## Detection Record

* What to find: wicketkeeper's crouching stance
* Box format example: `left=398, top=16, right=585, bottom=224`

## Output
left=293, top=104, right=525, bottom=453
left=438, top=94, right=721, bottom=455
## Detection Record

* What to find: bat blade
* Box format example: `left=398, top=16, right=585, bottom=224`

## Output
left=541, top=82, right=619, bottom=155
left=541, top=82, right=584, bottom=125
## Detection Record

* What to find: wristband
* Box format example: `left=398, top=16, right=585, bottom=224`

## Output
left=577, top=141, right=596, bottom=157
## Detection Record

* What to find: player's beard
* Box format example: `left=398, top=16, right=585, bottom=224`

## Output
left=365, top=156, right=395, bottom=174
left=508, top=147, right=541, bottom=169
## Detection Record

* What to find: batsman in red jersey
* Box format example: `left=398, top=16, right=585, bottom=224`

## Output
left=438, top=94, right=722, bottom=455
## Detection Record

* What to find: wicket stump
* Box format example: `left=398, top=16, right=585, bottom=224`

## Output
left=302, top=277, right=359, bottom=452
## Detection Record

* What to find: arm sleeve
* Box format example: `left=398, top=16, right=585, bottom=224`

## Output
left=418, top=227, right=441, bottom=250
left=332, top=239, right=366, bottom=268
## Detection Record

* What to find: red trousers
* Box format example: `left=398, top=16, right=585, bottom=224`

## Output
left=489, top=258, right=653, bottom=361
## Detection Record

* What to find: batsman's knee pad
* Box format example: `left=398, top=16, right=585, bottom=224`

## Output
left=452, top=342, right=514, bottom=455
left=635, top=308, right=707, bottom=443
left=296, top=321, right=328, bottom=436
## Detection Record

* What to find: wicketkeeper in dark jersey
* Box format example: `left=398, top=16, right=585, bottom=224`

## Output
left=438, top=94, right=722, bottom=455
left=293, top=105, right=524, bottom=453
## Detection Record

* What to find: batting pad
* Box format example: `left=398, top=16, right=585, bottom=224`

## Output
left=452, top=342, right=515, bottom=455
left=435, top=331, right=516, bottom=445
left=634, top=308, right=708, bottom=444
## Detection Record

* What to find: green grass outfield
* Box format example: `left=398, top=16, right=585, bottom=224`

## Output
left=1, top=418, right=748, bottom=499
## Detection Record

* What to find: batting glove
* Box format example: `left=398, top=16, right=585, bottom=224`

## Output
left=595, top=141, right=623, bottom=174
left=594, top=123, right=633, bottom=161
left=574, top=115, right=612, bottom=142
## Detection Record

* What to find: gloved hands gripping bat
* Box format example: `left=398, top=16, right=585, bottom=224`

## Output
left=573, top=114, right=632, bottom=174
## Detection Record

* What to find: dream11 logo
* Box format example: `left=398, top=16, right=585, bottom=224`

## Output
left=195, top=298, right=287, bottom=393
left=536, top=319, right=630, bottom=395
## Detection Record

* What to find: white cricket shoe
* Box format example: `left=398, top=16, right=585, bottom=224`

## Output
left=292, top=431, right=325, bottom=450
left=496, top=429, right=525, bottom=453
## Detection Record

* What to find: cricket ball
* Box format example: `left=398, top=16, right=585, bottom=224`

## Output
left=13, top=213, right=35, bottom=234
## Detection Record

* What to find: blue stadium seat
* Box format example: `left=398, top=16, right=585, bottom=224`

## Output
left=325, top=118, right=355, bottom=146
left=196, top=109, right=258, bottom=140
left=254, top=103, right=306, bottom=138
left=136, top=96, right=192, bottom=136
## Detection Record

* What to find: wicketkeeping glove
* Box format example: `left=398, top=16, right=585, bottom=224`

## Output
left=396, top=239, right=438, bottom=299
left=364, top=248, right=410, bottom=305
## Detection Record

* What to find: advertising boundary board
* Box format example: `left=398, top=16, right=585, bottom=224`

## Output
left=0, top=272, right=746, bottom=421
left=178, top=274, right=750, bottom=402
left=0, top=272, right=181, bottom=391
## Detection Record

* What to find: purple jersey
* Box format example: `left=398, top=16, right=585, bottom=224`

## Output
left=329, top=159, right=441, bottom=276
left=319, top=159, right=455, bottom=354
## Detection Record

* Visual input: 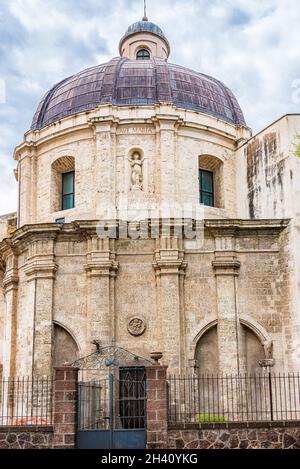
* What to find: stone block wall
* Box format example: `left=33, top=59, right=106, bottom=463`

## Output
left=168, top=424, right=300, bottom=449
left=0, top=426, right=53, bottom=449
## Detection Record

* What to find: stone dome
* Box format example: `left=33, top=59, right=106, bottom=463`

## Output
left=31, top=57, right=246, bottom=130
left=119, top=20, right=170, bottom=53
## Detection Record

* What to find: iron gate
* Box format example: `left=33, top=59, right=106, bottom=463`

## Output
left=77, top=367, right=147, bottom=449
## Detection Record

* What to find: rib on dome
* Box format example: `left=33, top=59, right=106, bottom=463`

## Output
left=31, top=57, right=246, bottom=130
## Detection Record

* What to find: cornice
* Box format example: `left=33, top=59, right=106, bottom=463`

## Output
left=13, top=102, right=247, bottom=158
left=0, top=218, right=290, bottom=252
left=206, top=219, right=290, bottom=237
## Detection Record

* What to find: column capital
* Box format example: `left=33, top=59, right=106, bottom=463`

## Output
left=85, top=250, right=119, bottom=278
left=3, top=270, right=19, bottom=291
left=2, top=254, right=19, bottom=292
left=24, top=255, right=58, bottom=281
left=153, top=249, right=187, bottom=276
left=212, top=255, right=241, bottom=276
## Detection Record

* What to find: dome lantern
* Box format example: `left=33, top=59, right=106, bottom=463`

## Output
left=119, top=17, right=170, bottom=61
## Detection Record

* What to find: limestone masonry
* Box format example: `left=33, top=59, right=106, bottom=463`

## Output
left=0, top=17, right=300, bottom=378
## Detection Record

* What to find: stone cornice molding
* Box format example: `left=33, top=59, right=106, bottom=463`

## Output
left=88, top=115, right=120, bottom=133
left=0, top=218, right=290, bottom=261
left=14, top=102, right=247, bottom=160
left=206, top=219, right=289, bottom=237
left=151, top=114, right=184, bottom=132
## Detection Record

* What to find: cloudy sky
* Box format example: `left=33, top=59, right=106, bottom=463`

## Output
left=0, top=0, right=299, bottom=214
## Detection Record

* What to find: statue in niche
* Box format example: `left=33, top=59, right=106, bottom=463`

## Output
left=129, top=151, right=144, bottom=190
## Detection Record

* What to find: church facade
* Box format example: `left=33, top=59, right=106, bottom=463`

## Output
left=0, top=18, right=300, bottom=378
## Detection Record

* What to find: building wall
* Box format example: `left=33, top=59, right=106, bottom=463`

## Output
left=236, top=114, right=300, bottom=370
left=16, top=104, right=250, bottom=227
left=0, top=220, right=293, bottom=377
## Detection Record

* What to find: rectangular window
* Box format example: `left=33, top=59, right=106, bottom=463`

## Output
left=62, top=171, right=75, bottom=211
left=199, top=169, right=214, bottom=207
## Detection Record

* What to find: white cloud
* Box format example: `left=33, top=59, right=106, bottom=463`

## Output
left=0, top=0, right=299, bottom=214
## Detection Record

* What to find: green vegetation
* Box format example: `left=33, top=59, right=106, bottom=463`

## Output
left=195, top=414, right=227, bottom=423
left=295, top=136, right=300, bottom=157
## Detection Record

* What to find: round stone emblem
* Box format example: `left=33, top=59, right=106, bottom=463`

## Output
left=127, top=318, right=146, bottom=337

####

_Exercise brief_:
Only lines holding the string "cricket" are wanted; gather each one from the entries above.

_Written reply_:
* What to find: white cricket shoe
* What to find: cricket ball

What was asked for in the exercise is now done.